Sandy Point is the easternmost extremity of the island of Tristan da Cunha in the South Atlantic Ocean. It is a distance of about 7 miles (12 km) by sea from the island's only settlement, Edinburgh of the Seven Seas. There is a beach of black volcanic sand fringed by low cliffs and a sloping plateau leading up to Tristan's mountainous interior. Its climate is warmer and drier than that of the Settlement, being in the lee of the island's prevailing winds.

A farm was established in the 1950s, and although attempts to grow vegetables were abandoned, the pine plantation and fruit trees of apple, pear, plum and peach make the area unique. The grassy slopes above the cliffs are grazed by sheep and a herd of about 15 beef cattle.

There is a colony of Northern rockhopper penguins (known on the island as pinnamins) at the east end of Sandy Point. The penguins come onshore to breed between August and December, and again for moulting between January and March. Harvesting penguin eggs is a tradition on Tristan da Cunha, but the northern rockhopper is now listed as an endangered species and eggs are no longer collected on the main island.

==History==
In 1882 the American schooner Henry B. Paul was wrecked on the beach at Sandy Point, and black rats came ashore. Within three years they had spread to the entire island, devastating the native birdlife as well as islanders' crops.

In 1956 a number of Gough moorhens were reportedly released at Sandy Point, and have subsequently colonised the island. These "island cocks" are closely related to the extinct Tristan moorhen, and are believed by the Tristanians to eat the eggs of the Atlantic yellow-nosed albatross.

In June 2006 islanders were fishing offshore at Sandy Point when they spotted an oil platform washed ashore on the coast. The 6000-tonne platform PXXI had been lost in bad weather en route from Brazil to Singapore.

## Information shown
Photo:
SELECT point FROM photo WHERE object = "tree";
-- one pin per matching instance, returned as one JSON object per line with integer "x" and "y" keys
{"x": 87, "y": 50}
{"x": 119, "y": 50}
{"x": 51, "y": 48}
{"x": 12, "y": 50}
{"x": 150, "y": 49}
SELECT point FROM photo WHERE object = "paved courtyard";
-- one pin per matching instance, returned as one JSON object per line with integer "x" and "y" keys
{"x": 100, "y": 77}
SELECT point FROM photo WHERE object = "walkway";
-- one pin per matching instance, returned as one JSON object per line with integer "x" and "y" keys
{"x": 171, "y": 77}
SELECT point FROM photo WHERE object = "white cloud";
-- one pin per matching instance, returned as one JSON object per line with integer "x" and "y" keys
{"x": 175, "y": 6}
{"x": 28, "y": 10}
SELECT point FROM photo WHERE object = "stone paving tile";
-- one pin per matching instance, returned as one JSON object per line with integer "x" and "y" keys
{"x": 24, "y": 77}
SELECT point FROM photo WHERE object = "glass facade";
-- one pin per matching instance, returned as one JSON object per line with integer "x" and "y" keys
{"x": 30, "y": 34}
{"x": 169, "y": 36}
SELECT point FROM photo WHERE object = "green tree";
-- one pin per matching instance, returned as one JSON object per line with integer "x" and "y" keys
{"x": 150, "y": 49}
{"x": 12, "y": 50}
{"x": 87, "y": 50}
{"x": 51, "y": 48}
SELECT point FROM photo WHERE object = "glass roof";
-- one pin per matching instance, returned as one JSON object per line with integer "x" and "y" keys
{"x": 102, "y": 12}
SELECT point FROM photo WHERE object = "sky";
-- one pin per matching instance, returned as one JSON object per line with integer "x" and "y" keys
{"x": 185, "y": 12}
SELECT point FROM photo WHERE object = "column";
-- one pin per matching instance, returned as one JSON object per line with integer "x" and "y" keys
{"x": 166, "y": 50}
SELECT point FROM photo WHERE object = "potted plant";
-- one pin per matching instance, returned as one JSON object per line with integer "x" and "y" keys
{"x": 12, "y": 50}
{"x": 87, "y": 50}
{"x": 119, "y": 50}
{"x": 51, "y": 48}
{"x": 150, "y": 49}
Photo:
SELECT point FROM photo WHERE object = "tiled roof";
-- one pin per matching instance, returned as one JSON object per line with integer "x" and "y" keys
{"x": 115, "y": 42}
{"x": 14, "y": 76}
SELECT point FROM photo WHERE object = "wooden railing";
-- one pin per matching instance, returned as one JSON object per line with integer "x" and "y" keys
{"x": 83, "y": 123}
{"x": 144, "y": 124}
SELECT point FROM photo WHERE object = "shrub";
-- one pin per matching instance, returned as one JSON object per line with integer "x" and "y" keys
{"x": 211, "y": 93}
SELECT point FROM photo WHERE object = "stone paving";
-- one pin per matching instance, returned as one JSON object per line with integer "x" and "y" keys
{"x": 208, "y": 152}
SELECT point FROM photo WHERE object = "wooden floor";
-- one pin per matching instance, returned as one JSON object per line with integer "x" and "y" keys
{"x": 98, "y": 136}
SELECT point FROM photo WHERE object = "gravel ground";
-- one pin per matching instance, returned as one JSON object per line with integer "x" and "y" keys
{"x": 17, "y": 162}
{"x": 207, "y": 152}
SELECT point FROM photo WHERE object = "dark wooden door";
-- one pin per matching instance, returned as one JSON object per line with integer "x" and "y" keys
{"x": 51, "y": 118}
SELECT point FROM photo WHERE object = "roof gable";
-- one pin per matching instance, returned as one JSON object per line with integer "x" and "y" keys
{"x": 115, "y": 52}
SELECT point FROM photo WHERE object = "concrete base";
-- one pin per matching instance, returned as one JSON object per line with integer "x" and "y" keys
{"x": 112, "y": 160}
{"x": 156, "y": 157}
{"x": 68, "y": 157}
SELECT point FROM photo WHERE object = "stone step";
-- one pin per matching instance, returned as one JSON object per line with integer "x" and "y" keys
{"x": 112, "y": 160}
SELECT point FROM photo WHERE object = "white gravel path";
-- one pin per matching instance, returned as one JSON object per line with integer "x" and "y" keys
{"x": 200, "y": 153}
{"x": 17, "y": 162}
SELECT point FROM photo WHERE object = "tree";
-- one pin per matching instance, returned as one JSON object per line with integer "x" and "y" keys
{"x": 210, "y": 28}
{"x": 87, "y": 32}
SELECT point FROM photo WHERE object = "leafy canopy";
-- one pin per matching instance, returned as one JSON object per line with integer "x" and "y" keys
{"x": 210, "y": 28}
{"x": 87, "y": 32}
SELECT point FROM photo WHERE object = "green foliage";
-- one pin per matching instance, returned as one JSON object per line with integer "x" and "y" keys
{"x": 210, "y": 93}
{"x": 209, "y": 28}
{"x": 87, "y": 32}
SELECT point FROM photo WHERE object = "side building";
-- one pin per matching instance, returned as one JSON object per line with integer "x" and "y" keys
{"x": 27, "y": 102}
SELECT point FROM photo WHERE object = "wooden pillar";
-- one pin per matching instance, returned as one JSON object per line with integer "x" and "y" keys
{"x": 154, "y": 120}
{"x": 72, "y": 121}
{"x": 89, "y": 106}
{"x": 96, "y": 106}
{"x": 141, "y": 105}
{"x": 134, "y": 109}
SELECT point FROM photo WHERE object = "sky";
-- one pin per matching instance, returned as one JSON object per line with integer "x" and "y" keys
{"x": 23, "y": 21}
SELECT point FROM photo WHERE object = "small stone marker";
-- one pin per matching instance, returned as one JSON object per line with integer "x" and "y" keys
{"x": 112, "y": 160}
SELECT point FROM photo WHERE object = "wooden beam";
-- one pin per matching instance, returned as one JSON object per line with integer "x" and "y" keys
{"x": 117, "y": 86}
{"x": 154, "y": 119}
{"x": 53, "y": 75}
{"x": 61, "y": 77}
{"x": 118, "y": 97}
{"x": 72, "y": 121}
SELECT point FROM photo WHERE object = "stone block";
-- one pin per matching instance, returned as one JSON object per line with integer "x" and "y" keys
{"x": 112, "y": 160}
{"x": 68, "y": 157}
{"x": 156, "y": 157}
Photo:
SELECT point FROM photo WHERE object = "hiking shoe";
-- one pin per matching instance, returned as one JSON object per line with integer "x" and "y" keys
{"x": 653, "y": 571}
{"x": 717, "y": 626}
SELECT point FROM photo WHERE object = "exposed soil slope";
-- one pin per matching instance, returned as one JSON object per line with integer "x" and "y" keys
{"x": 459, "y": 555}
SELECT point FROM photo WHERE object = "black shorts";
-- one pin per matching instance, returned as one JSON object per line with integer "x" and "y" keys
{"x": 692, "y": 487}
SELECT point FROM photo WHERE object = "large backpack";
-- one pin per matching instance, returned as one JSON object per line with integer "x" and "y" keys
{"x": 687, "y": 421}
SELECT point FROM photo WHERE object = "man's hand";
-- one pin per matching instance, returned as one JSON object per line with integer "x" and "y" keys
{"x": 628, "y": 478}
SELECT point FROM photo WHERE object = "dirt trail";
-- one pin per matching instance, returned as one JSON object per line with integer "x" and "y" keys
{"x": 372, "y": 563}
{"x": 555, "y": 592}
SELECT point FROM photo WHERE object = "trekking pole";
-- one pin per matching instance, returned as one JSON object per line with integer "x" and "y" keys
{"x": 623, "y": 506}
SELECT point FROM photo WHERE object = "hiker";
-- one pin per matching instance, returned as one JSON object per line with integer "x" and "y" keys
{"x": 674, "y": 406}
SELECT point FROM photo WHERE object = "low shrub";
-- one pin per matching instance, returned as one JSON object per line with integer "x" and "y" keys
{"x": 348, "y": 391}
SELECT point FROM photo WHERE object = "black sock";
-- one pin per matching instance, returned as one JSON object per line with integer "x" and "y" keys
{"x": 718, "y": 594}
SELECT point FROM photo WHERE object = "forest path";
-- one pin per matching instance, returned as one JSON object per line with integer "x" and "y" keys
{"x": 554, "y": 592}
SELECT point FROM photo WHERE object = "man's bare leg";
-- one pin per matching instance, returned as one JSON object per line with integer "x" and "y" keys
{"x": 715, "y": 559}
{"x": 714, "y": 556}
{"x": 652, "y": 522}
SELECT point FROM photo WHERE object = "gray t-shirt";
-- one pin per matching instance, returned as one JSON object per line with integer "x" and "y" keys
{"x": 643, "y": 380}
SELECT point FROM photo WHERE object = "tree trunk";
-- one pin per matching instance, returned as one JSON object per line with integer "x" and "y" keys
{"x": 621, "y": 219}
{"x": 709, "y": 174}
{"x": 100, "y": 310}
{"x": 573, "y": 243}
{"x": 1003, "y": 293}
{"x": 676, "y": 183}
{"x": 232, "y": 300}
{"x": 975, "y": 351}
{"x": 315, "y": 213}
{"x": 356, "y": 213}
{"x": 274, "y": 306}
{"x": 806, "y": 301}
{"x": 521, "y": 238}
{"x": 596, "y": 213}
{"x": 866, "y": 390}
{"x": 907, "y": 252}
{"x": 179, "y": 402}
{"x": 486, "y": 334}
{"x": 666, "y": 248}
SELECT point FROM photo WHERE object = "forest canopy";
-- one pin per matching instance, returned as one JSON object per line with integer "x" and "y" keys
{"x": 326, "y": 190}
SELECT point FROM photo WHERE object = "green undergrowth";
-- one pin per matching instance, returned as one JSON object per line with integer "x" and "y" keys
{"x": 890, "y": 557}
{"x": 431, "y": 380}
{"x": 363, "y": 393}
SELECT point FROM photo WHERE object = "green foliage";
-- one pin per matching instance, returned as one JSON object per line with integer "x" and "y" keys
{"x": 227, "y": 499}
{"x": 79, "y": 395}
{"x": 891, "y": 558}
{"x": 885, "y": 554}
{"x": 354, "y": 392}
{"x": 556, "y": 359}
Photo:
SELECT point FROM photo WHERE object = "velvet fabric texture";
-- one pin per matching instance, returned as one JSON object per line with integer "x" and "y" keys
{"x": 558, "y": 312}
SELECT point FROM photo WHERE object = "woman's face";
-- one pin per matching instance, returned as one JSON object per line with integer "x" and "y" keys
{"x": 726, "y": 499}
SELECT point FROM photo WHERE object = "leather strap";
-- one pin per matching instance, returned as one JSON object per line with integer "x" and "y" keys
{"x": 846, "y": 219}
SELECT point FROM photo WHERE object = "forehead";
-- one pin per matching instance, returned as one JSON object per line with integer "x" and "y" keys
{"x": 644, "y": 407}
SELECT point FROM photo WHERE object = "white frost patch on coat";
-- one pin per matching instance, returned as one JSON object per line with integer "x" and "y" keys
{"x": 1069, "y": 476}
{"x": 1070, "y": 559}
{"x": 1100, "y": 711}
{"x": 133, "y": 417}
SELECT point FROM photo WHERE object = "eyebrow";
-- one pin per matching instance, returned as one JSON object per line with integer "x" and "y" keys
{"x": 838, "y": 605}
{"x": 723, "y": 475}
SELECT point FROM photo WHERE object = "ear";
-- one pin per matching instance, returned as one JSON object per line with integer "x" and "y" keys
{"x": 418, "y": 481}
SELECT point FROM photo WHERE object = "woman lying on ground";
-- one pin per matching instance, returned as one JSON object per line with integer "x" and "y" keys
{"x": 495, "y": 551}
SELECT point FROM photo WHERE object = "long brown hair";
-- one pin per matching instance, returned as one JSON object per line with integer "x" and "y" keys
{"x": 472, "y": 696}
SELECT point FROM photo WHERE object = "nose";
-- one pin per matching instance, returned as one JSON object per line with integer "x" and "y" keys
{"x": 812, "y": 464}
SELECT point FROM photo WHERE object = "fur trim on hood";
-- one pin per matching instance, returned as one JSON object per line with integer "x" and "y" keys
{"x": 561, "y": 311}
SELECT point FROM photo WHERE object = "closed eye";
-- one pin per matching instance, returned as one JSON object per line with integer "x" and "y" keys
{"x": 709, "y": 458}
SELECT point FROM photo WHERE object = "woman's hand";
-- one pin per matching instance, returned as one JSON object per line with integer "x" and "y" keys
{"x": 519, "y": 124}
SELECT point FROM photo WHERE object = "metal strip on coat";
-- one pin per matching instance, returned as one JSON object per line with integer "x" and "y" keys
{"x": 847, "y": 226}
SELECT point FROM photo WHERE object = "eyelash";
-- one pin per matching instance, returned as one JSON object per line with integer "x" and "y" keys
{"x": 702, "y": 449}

## Assignment A
List every kind of fruit tree that the passage about Sandy Point names.
## Assignment B
Resume the passage about Sandy Point, picking up after its final sentence.

## Answer area A
Apple, pear, plum and peach.

## Answer area B
==The plantation==
The Sandy Point plantation consists mainly of introduced Monterey pines, a species of tree native to coastal California which is known for its versatile, fast-growing, medium-density softwood. The indigenous Island Cape Myrtle is also present, along with pussy willow, grey poplar and various Eucalyptus species. The impact of invasive trees on Tristan's ecology is potentially large, with the Monterey pine being notably successful in extending its range. There have been efforts to eradicate invasive loganberry from Sandy Point, where it formed a dense undergrowth in the plantation, making the area unsuitable for nesting albatrosses and Atlantic petrels.

The islanders do not make extensive use of the plantation, preferring to import wood more cheaply from South Africa. However, in the 1980s the Sandy Point Hut was rebuilt by the Agriculture Department, allowing forestry workers to be based there.

==The orchard==
The Tristanians traditionally held an annual "Happling Day" outing to collect fruit from the orchard. A sour cider known as Old Tom was made from the apples grown at Sandy Point. In more recent years, the once-productive orchard had been in decline, being overrun by loganberry and with many ageing trees dead or dying. In 2007 the Tristan Conservation Department restocked the area with 52 new apple trees of the Royal Gala and Golden Delicious varieties. Pear and peach trees were also imported from Cape Town as part of the restoration of the Sandy Point area.